=== WHAT THE TASK ASKS ===
Render the stretch of material from its start through the line containing "negative clicks: (272, 57)" as a Markdown table, with a Row column numbering each line and a Line column holding its text. Leave out any blank lines.

START PROVIDED DATA

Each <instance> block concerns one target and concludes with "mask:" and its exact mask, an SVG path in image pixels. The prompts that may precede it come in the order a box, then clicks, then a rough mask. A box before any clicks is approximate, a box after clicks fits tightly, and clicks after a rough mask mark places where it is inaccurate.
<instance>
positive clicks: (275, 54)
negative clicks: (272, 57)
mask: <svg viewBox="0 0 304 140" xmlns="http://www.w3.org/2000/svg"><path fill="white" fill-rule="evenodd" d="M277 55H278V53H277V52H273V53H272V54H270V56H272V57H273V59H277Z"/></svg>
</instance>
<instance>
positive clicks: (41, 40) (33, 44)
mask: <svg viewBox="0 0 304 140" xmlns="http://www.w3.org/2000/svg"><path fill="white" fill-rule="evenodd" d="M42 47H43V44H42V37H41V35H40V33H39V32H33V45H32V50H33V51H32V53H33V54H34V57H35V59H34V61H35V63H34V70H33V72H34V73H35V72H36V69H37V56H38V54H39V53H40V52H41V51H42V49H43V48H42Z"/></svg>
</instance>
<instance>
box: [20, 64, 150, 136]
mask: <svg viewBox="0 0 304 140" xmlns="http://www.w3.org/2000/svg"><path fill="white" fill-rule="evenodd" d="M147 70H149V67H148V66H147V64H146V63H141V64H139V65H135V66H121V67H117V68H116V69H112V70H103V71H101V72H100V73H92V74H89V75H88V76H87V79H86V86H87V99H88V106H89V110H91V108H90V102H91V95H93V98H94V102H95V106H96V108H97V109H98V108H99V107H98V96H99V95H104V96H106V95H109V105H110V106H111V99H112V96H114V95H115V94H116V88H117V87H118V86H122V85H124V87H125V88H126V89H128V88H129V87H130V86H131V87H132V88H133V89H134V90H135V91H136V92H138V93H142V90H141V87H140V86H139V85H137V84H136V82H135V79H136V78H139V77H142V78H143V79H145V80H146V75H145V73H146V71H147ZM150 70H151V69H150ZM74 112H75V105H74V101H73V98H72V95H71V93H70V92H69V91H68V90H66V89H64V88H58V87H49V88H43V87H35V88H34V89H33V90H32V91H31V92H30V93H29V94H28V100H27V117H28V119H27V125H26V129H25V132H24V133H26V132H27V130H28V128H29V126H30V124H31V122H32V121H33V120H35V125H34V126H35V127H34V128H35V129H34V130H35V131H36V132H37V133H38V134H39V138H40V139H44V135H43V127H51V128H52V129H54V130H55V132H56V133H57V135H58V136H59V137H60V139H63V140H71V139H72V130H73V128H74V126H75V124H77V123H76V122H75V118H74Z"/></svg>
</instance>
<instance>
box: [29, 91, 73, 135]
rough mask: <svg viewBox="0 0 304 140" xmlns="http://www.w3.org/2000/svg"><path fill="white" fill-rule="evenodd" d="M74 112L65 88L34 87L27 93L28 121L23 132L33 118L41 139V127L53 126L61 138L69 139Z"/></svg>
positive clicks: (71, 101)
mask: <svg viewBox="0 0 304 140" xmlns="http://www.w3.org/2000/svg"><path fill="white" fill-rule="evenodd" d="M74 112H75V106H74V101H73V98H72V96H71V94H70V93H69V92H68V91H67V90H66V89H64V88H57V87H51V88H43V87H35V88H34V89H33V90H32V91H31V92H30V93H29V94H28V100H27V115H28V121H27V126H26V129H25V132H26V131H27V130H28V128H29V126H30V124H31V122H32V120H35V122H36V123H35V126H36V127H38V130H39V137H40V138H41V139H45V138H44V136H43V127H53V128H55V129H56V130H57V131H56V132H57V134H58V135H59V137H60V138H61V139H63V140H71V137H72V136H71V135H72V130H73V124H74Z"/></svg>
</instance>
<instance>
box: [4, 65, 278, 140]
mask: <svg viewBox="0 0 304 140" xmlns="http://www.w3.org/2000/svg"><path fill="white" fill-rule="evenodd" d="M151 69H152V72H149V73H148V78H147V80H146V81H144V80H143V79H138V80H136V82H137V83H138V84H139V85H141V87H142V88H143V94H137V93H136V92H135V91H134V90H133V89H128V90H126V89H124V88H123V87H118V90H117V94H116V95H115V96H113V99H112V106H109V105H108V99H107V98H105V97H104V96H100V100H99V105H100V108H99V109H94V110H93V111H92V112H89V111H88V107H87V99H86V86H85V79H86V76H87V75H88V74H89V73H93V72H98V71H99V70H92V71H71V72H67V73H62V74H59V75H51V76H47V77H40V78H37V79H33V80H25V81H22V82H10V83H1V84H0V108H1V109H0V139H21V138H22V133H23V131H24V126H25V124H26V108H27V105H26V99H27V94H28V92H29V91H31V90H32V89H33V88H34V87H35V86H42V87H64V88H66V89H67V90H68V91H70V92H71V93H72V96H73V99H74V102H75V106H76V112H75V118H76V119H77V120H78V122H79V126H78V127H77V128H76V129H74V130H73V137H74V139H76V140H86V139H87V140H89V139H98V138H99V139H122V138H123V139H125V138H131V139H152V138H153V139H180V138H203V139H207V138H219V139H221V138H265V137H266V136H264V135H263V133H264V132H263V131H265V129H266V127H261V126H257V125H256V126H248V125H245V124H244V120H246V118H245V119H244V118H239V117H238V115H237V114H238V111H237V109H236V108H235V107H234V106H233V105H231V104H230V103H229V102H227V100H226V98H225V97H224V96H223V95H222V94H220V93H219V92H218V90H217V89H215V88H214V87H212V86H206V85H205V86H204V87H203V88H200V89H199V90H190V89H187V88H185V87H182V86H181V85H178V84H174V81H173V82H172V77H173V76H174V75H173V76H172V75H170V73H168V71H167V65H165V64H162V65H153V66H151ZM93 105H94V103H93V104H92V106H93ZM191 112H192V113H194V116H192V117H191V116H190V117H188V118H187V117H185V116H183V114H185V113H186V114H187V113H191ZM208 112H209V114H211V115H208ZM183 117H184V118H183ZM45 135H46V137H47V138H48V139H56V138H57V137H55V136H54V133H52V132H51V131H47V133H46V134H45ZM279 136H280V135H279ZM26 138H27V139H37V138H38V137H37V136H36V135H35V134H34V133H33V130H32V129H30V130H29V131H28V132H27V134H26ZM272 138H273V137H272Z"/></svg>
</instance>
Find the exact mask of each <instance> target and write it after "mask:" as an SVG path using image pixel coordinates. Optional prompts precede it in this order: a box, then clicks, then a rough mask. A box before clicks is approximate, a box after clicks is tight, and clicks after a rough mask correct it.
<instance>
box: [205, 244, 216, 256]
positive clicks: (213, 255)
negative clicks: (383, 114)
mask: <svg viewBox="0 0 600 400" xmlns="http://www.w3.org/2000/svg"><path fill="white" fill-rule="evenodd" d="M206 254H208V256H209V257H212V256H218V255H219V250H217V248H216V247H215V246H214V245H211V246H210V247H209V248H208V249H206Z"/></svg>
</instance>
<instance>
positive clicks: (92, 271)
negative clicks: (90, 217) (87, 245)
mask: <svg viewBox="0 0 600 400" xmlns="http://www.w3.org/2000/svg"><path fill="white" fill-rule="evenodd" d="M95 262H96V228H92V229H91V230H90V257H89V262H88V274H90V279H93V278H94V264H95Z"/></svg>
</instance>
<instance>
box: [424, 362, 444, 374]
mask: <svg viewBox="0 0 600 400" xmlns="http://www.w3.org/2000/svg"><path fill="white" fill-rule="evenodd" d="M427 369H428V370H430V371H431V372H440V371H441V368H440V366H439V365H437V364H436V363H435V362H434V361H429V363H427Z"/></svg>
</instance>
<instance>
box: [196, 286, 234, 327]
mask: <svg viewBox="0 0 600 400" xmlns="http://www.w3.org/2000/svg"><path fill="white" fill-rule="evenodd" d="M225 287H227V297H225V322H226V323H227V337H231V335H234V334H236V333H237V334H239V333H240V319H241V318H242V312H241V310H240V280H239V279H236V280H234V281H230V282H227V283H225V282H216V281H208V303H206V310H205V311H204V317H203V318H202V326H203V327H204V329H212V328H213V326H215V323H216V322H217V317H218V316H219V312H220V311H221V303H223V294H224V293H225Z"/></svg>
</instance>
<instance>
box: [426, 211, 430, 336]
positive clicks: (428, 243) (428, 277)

END PROVIDED DATA

=== PROBLEM SOLUTION ===
| Row | Line |
|---|---|
| 1 | Each <instance> block concerns one target and concludes with "mask:" and its exact mask, an SVG path in image pixels. The prompts that may precede it come in the order a box, then clicks, then a rough mask. A box before any clicks is approximate, a box after clicks fits tightly, and clicks after a rough mask mark places where it is inaccurate. |
| 2 | <instance> |
| 3 | positive clicks: (275, 54) |
| 4 | negative clicks: (272, 57) |